• Reading passage:
------------------------

LKML Archive on lore.kernel.org
 help / color / Atom feed
From: Peter Zijlstra <peterz@infradead.org>
To: Oleg Nesterov <oleg@redhat.com>
Cc: Sebastian Andrzej Siewior <bigeasy@linutronix.de>,
	linux-rt-users <linux-rt-users@vger.kernel.org>,
	LKML <linux-kernel@vger.kernel.org>,
	Thomas Gleixner <tglx@linutronix.de>,
	Daniel Bristot de Oliveira <bristot@redhat.com>,
	Clark Williams <williams@redhat.com>,
	Juri Lelli <juri.lelli@redhat.com>,
	jack@suse.com, Waiman Long <longman@redhat.com>,
	Davidlohr Bueso <dave@stgolabs.net>
Subject: Re: [RT WARNING] DEBUG_LOCKS_WARN_ON(rt_mutex_owner(lock) != current) with fsfreeze (4.19.25-rt16)
Date: Wed, 19 Jun 2019 11:50:43 +0200
Message-ID: <20190619095043.GT3402@hirez.programming.kicks-ass.net> (raw)
In-Reply-To: <20190506165009.GA28959@redhat.com>


Sorry, I seem to have missed this email.

On Mon, May 06, 2019 at 06:50:09PM +0200, Oleg Nesterov wrote:
> On 05/03, Peter Zijlstra wrote:
> >
> > -static void lockdep_sb_freeze_release(struct super_block *sb)
> > -{
> > -	int level;
> > -
> > -	for (level = SB_FREEZE_LEVELS - 1; level >= 0; level--)
> > -		percpu_rwsem_release(sb->s_writers.rw_sem + level, 0, _THIS_IP_);
> > -}
> > -
> > -/*
> > - * Tell lockdep we are holding these locks before we call ->unfreeze_fs(sb).
> > - */
> > -static void lockdep_sb_freeze_acquire(struct super_block *sb)
> > -{
> > -	int level;
> > -
> > -	for (level = 0; level < SB_FREEZE_LEVELS; ++level)
> > -		percpu_rwsem_acquire(sb->s_writers.rw_sem + level, 0, _THIS_IP_);
> > +	percpu_down_write_non_owner(sb->s_writers.rw_sem + level-1);
> >  }
> 
> I'd suggest to not change fs/super.c, keep these helpers, and even not introduce
> xxx_write_non_owner().
> 
> freeze_super() takes other locks, it calls sync_filesystem(), freeze_fs(), lockdep
> should know that this task holds SB_FREEZE_XXX locks for writing.

Bah, I so hate these games. But OK, I suppose.

> > @@ -80,14 +83,8 @@ int __percpu_down_read(struct percpu_rw_
> >  	 * and reschedule on the preempt_enable() in percpu_down_read().
> >  	 */
> >  	preempt_enable_no_resched();
> > -
> > -	/*
> > -	 * Avoid lockdep for the down/up_read() we already have them.
> > -	 */
> > -	__down_read(&sem->rw_sem);
> > +	wait_event(sem->waiters, !atomic_read(&sem->block));
> >  	this_cpu_inc(*sem->read_count);
> 
> Argh, this looks racy :/
> 
> Suppose that sem->block == 0 when wait_event() is called, iow the writer released
> the lock.

------------------------

• Supplied material:
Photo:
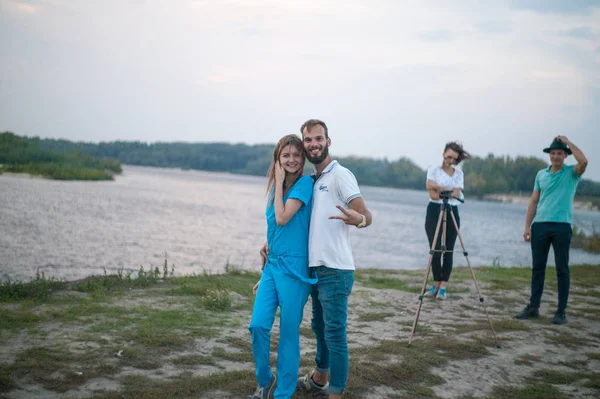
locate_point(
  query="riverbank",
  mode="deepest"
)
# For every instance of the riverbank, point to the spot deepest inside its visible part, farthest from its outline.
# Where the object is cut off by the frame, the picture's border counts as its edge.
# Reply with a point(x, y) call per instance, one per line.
point(584, 205)
point(179, 337)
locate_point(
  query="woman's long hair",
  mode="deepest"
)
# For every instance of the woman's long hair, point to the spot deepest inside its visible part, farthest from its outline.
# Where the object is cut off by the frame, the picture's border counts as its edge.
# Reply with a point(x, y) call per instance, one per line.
point(456, 146)
point(290, 139)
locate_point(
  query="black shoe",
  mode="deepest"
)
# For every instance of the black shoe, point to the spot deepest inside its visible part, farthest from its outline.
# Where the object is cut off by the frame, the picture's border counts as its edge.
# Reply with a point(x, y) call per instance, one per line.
point(560, 317)
point(530, 312)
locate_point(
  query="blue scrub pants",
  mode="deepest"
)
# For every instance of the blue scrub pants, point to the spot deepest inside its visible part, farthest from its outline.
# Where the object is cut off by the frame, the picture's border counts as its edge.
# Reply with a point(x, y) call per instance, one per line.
point(290, 294)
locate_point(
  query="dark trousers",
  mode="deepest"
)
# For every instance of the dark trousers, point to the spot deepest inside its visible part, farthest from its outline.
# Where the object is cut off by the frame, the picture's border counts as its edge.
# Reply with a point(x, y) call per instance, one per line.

------------------------

• Job 1:
Retype the mailing list post between "On Mon, May" and "we call ->unfreeze_fs(sb).", inclusive.
• Job 2:
Collect every row that contains the string "long".
The mailing list post and the rows are unrelated material.

• Task answer 1:
On Mon, May 06, 2019 at 06:50:09PM +0200, Oleg Nesterov wrote:
> On 05/03, Peter Zijlstra wrote:
> >
> > -static void lockdep_sb_freeze_release(struct super_block *sb)
> > -{
> > -	int level;
> > -
> > -	for (level = SB_FREEZE_LEVELS - 1; level >= 0; level--)
> > -		percpu_rwsem_release(sb->s_writers.rw_sem + level, 0, _THIS_IP_);
> > -}
> > -
> > -/*
> > - * Tell lockdep we are holding these locks before we call ->unfreeze_fs(sb).

• Task answer 2:
  query="woman's long hair",
# For every instance of the woman's long hair, point to the spot deepest inside its visible part, farthest from its outline.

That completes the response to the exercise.